| Podany tekst |
★ ★ ★ ★
Tytuł wpisu w pamiętniku odchudzania:
30 stycznia-5 lutego - analiza błędów...


Ja MUSZĘ się codziennie ważyć.

Brak ważenia, oznacza utratę kontroli. Oznacza chęć uniknięcia "złych wieści", oznacza, że oddałam rękawicę bez walki. Przede wszystkim, że resztę życia zdominował stres, wcale znowu nie taki duży, ale wystarczający by zacierać granicę pomiędzy GŁODEM a OCHOTĄ NA COŚ! Tak. Kiedy jestem spokojna, wyciszona (paradoksalnie okazało się to podczas choroby) potrafię nie zjeść posiłku, dodatkowych owoców, zjeść o wiele mniej - bo kierowałam się wyłącznie uczuciem głodu. Kiedy wracam zmęczona, na dworze ciemno, coś mnie jeszcze psychicznie gryzie, coś innego uwiera bo dręczy świadomość, że ledwo się wyrobię itd. jem dla przyjemności. Dla ukojenia nerwów. Wpada słodkie, owoce, kolacja na bogato żeby zagłuszyć inne bodźce. Ech.

Kolanka otrzepane, jest diagnoza - postaram się więc sama z niej "wyleczyć".

W planie zamrażarki oczyszczanie (odmrażanie!) - więc będę zjadać pozamrażane potrawy i warzywa.

A i jeszcze jedno, wrzucam moje owoce na wagę. (dania główne to zawsze, a teraz już liczę na serio, nie na oko). Oczywiście wag nie będę wpisywać, tylko od razu przeliczam na kalorie. 

Wytrwałości!

1 lutego (środa) 77,7 kg - bez komentarza...

banan (103 g) 102, jogurt 120, płatki 60, jabłko 95, gruszka 102, cdn, (Wiem, za dużo owoców, ale kompletnie nie miałam czasu niczego przygotować! Zgarnęłam co miałam!) mamine pierogi ruskie, razowiec z czymśtam

2 lutego (czwartek) banan (103 g) 102, jogurt 120, płatki 60, jabłko 95, gruszka 102, warzywa duszone z makaronem soba, coś tam coś tam... nie pamiętam :(

3 lutego (piątek) banan (103 g) 102, jogurt 120, płatki 60, jabłko 95, gruszka 102, warzywa duszone w naleśnikach, naleśniki na słodko i chyba nic...
★ ★ ★ ★
| Wskazywanie obiektów na zdjęciach |

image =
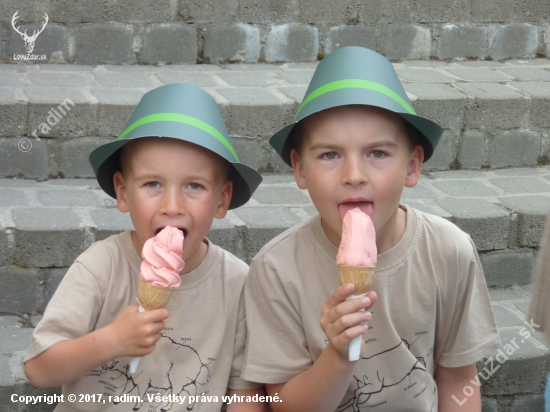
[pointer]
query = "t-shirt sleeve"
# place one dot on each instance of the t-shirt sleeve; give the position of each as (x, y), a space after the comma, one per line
(235, 380)
(71, 313)
(276, 348)
(470, 332)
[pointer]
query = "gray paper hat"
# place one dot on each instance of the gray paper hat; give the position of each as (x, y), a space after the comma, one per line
(355, 75)
(178, 111)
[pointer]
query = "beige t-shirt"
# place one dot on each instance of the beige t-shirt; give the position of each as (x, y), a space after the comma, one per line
(433, 308)
(200, 351)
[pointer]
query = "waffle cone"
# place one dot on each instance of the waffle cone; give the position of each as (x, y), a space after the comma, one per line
(360, 276)
(152, 297)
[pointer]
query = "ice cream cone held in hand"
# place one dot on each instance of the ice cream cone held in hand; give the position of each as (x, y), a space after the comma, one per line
(356, 260)
(160, 270)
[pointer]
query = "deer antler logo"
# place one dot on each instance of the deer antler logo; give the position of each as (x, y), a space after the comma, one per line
(29, 40)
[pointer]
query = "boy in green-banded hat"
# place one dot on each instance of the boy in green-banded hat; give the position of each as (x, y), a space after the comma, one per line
(172, 165)
(357, 143)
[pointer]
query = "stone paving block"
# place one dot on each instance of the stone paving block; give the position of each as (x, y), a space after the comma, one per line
(232, 43)
(532, 212)
(21, 292)
(295, 93)
(514, 40)
(267, 11)
(53, 279)
(348, 35)
(110, 43)
(273, 195)
(292, 42)
(60, 111)
(54, 39)
(508, 268)
(31, 164)
(131, 80)
(249, 150)
(540, 97)
(13, 114)
(442, 104)
(487, 224)
(109, 222)
(115, 106)
(66, 197)
(422, 75)
(519, 370)
(198, 79)
(302, 77)
(248, 79)
(476, 74)
(504, 317)
(528, 403)
(320, 11)
(13, 198)
(262, 225)
(495, 106)
(472, 151)
(52, 79)
(521, 185)
(210, 11)
(407, 42)
(462, 42)
(171, 43)
(73, 157)
(46, 237)
(444, 154)
(514, 148)
(459, 188)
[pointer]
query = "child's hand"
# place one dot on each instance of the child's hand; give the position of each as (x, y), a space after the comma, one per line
(341, 320)
(135, 333)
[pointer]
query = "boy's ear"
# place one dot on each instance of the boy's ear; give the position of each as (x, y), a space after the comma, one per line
★ ★ ★ ★
| Polecenia do wykonania |
1. Jaką wagę zapisano w pamiętniku odchudzania pod datą 1 lutego?
2. Przedstaw w formie krótkiej listy akapit pamiętnika odchudzania zaczynający się od słów „Brak ważenia, oznacza utratę kontroli” i zachowaj jego główne fakty.

| Odpowiedzi do poleceń |
1. 77,7 kg

2.
- Brak ważenia oznacza utratę kontroli, unikanie „złych wieści” i poddanie się bez walki.
- Przede wszystkim oznacza, że życie zdominował stres: niewielki, ale wystarczający, by zatrzeć granicę między głodem a ochotą na coś.
- W spokoju i wyciszeniu można pominąć posiłek lub dodatkowe owoce i jeść znacznie mniej, kierując się tylko głodem.
- Po powrocie w zmęczeniu, po ciemku, z troskami i obawą o brak czasu je się dla przyjemności i ukojenia nerwów: słodycze, owoce i obfitą kolację, żeby zagłuszyć inne bodźce.